[RECORD EXCERPTS — start]

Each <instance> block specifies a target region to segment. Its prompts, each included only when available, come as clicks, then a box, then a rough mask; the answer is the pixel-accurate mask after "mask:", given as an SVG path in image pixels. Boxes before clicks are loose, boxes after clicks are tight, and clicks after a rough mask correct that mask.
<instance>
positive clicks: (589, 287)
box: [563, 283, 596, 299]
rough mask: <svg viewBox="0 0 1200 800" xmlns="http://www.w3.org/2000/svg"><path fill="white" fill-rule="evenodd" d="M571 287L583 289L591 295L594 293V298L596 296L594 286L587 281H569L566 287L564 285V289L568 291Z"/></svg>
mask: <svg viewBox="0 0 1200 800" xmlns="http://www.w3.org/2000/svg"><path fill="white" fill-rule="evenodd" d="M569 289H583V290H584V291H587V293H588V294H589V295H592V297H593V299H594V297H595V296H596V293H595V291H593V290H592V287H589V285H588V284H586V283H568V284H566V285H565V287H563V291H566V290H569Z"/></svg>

[RECORD EXCERPTS — finish]

#### [ABOUT THIS EXERCISE]
Write down exactly the line with "rough mask: <svg", then each line after it through the end of the data.

#### [RESULT FOR THIS EXERCISE]
rough mask: <svg viewBox="0 0 1200 800" xmlns="http://www.w3.org/2000/svg"><path fill="white" fill-rule="evenodd" d="M571 287L583 289L591 295L594 293V298L596 296L594 286L587 281H569L566 287L564 285V289L568 291Z"/></svg>
mask: <svg viewBox="0 0 1200 800" xmlns="http://www.w3.org/2000/svg"><path fill="white" fill-rule="evenodd" d="M569 289H583V290H584V291H587V293H588V294H589V295H592V297H593V299H594V297H595V296H596V293H595V291H593V290H592V287H589V285H588V284H586V283H568V284H566V285H565V287H563V291H566V290H569Z"/></svg>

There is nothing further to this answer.